Task objective -
Swap "photo" for "image" throughout the rows below and reproduce them with nothing else changed. Leave the pictures out of the answer.

* Start *

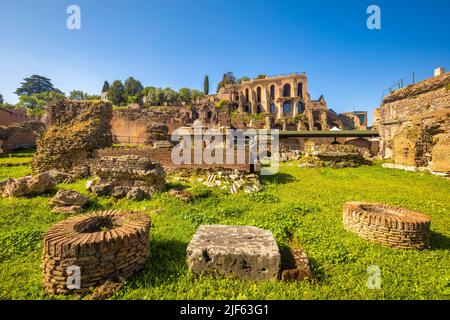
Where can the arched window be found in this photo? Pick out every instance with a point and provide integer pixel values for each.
(272, 92)
(287, 108)
(300, 89)
(287, 90)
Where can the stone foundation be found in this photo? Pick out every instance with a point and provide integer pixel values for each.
(104, 245)
(76, 129)
(389, 225)
(248, 253)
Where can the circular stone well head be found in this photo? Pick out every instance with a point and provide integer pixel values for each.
(103, 244)
(389, 225)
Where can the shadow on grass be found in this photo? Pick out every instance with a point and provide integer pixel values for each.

* End *

Response to the exercise -
Where can the arched window be found in this image? Pick out every instance with a point and provide integer pixel values for each.
(272, 92)
(287, 108)
(300, 89)
(287, 90)
Where can the stone foundation be found in this image? Pick out every instance with a point and provide integer pixel values for each.
(104, 245)
(76, 129)
(389, 225)
(248, 253)
Where can the circular stone well head be found in this image? Pick out every instance with a point and provide integer pixel values for each.
(103, 244)
(389, 225)
Where can the shadow on grass be found in this image? Pick out every instance with a point and provide integer pixel values for each.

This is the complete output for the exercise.